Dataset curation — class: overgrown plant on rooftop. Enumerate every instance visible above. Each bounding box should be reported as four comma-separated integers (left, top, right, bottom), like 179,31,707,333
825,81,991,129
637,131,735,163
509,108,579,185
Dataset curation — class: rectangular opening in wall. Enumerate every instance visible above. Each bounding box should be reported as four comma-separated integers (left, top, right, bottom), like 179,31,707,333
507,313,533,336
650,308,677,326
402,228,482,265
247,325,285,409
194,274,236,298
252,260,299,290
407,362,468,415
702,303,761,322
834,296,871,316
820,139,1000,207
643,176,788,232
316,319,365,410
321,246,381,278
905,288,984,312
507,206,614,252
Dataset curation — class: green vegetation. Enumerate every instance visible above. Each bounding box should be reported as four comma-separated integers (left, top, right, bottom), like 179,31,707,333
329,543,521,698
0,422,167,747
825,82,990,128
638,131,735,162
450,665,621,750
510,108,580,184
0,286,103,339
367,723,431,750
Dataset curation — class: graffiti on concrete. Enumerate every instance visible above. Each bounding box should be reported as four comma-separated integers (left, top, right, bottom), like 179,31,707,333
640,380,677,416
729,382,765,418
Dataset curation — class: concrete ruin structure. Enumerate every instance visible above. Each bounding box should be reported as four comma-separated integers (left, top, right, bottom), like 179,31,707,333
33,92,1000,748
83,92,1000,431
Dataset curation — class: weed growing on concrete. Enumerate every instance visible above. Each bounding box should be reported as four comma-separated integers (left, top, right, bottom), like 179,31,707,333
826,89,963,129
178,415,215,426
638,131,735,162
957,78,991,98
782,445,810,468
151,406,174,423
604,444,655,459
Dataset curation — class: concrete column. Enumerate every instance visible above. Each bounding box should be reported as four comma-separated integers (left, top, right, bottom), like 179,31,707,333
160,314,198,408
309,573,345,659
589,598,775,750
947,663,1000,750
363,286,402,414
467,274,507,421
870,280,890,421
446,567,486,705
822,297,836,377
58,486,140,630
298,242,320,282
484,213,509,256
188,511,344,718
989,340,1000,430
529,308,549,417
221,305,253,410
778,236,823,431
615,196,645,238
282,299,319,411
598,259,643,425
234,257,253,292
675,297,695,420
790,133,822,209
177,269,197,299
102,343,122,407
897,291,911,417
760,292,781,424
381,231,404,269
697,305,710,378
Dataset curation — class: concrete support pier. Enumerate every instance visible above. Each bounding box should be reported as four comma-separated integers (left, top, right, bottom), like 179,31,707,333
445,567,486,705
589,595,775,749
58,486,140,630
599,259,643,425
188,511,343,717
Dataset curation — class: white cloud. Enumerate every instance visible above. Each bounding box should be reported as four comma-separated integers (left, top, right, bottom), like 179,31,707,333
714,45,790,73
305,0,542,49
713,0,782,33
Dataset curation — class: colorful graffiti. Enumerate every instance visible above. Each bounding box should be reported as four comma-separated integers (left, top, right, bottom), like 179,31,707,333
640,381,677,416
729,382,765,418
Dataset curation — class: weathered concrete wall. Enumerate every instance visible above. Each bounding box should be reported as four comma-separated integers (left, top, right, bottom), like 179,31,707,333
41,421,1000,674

**TO DO**
Begin with the line that contains "Dataset curation — class: weathered" and end with the last line of the material above. Set down that range exactly.

**SOLUTION TO THIS PROBLEM**
Dataset curation — class: weathered concrete wall. Enumerate every instance visible above. Each bounding box should be reported as four comma-separated integers (left, top, right, bottom), like 179,31,707,333
41,421,1000,674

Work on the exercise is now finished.